*Brano di testo:*

E questi due napoletani, adesso, dove sono? Mario Pisano non lo sa, e deve essere allora il giudice istruttore a ordinare ai carabinieri una piccola inchiesta. Dalla quale risulta che tutt'e due si sono imbarcati dalla Sardegna proprio nel colmo di ferragosto, accompagnati al molo dall'automobile della questura. La cabina, per uno dei due, è stata prenotata al nome di Gigliotti: strano, Gigliotti è il brigadiere della squadra mobile che ha compiuto l'operazione. E l'altro? L'altro è partito verso la costa Smeralda. Giusto in quei giorni, nell'albergo L'abi d'oru nel golfo di Olbia s'è infilato un topo pericoloso che se n'è partito con gioielli per qualche decina di milioni.

*Elenco dei dati:*
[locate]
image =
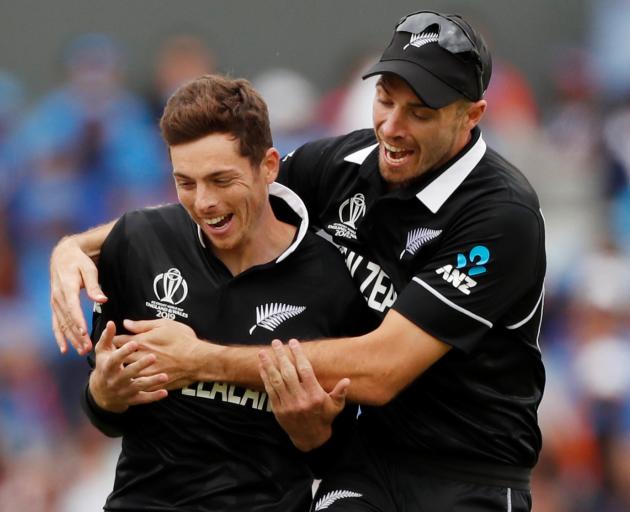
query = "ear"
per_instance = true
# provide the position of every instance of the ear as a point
(270, 165)
(475, 113)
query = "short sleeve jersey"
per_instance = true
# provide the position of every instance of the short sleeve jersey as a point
(215, 446)
(461, 254)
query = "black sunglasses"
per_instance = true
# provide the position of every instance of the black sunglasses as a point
(452, 37)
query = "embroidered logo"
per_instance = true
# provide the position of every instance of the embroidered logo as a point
(350, 211)
(328, 499)
(417, 238)
(270, 316)
(171, 289)
(419, 40)
(170, 286)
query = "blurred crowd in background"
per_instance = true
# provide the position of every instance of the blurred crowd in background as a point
(90, 149)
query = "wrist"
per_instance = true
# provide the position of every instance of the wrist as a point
(206, 362)
(307, 443)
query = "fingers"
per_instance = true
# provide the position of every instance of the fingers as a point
(304, 368)
(152, 382)
(89, 274)
(65, 328)
(59, 337)
(121, 340)
(287, 369)
(264, 363)
(105, 342)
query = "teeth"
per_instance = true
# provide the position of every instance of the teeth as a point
(215, 220)
(393, 149)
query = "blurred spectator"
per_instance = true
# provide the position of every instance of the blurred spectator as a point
(11, 104)
(617, 144)
(292, 101)
(348, 106)
(610, 25)
(573, 123)
(180, 58)
(87, 152)
(512, 109)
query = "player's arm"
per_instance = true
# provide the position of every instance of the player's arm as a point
(72, 267)
(113, 386)
(379, 364)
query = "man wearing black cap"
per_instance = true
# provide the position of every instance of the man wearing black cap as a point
(445, 239)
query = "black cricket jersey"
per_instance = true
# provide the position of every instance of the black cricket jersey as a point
(215, 446)
(461, 254)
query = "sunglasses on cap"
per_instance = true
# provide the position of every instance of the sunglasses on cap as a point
(452, 37)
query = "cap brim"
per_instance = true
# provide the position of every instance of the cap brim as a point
(433, 92)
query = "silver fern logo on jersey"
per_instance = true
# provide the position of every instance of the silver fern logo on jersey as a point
(419, 40)
(329, 498)
(350, 211)
(270, 316)
(417, 238)
(170, 287)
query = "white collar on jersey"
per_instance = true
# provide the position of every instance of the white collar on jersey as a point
(295, 203)
(435, 194)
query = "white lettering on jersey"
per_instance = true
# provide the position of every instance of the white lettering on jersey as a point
(230, 393)
(375, 285)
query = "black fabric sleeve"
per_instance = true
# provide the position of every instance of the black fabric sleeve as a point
(302, 171)
(109, 423)
(488, 262)
(323, 459)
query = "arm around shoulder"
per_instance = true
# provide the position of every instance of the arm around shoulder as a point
(381, 363)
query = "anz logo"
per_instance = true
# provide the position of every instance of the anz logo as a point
(469, 265)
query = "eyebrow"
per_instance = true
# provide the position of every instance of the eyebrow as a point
(381, 84)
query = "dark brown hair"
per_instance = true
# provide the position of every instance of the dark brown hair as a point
(218, 104)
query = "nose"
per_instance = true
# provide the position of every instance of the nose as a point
(205, 198)
(393, 125)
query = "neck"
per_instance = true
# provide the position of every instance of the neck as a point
(270, 238)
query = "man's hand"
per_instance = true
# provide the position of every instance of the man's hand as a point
(70, 270)
(115, 386)
(302, 407)
(173, 345)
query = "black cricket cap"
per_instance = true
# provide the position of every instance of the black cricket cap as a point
(440, 56)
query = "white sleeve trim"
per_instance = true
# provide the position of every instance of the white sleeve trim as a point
(528, 317)
(451, 303)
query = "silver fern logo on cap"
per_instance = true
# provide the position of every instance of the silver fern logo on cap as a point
(417, 238)
(328, 499)
(270, 316)
(419, 40)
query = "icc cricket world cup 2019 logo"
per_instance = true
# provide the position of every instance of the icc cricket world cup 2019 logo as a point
(170, 287)
(350, 211)
(356, 209)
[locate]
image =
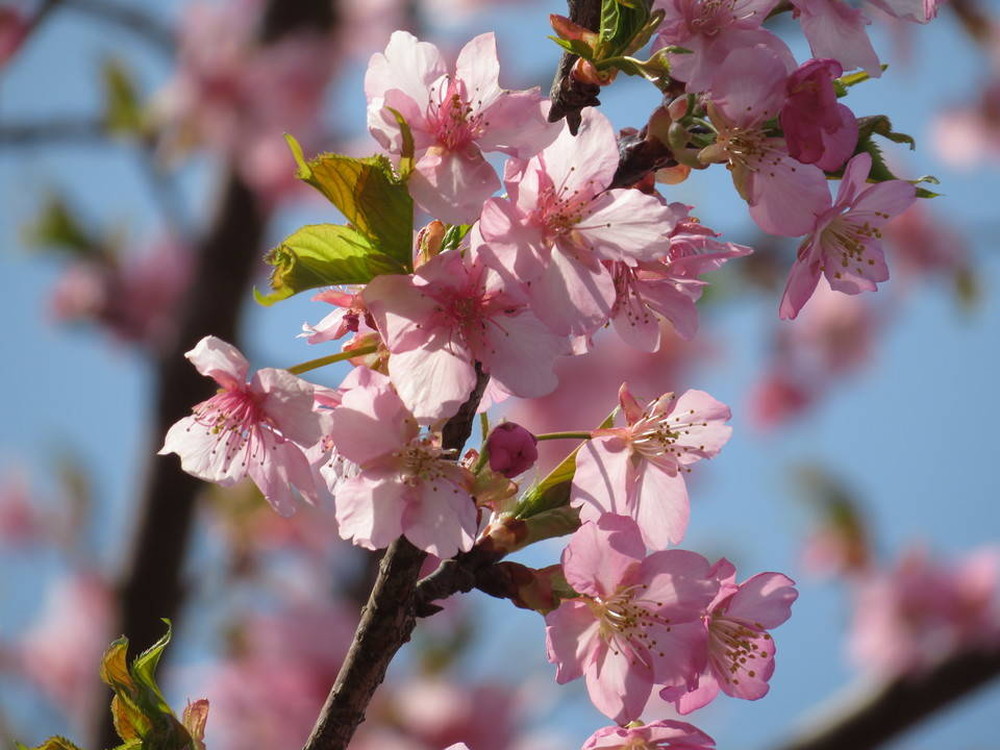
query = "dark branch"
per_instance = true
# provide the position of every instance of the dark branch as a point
(388, 619)
(130, 18)
(569, 96)
(902, 703)
(66, 129)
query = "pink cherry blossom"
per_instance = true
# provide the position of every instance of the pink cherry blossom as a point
(836, 30)
(259, 429)
(237, 95)
(668, 287)
(406, 484)
(818, 130)
(657, 735)
(14, 29)
(62, 648)
(748, 90)
(637, 621)
(350, 316)
(454, 118)
(560, 222)
(135, 295)
(845, 241)
(452, 313)
(740, 648)
(638, 470)
(710, 31)
(920, 610)
(512, 449)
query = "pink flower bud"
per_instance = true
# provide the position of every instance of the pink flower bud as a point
(513, 450)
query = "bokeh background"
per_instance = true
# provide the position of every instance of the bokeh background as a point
(902, 423)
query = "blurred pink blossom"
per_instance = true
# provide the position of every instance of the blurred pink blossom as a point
(135, 295)
(921, 610)
(61, 652)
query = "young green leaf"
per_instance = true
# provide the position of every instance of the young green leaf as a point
(373, 200)
(324, 255)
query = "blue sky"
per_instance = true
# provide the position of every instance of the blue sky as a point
(914, 434)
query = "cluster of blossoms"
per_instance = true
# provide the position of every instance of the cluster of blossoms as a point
(502, 286)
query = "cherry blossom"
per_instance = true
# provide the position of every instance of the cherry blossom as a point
(748, 91)
(818, 130)
(559, 222)
(637, 619)
(453, 312)
(665, 734)
(919, 610)
(259, 429)
(845, 241)
(638, 470)
(836, 30)
(453, 118)
(710, 31)
(512, 449)
(668, 287)
(405, 484)
(740, 648)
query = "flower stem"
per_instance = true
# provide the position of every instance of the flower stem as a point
(564, 436)
(313, 364)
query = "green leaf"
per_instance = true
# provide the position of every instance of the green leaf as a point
(324, 255)
(454, 235)
(621, 23)
(873, 125)
(52, 743)
(553, 491)
(368, 193)
(840, 85)
(56, 226)
(406, 157)
(122, 111)
(576, 46)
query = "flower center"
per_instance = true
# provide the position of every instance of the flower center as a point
(733, 646)
(456, 119)
(237, 420)
(626, 622)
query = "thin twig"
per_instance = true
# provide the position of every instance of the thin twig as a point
(387, 620)
(131, 18)
(879, 716)
(89, 130)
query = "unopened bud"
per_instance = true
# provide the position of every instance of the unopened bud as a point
(512, 449)
(429, 241)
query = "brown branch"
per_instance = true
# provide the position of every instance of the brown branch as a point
(902, 703)
(56, 130)
(130, 18)
(569, 96)
(150, 586)
(388, 619)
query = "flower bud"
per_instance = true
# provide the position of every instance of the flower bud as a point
(512, 449)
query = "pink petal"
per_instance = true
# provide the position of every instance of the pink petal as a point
(221, 361)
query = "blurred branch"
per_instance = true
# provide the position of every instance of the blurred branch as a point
(877, 717)
(77, 130)
(569, 96)
(150, 585)
(388, 619)
(130, 18)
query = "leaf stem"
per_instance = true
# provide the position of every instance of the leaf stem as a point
(314, 364)
(564, 436)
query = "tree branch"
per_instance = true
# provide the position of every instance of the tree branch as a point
(388, 619)
(569, 96)
(73, 129)
(876, 717)
(130, 18)
(150, 585)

*Compiti ed esercizi:*
(A) Nel brano sui due napoletani, a quale nome era prenotata la cabina di uno dei due?
(B) Raccogli tutte le righe dell'elenco che contengono la parola "twig", distinguendo tra maiuscole e minuscole.
Il brano e l'elenco sono materiali distinti, senza legami tra loro.

*Risultati degli esercizi:*
(A) Al nome di Gigliotti, il brigadiere della squadra mobile che ha compiuto l'operazione.

(B)
query = "thin twig"
# provide the position of every instance of the thin twig as a point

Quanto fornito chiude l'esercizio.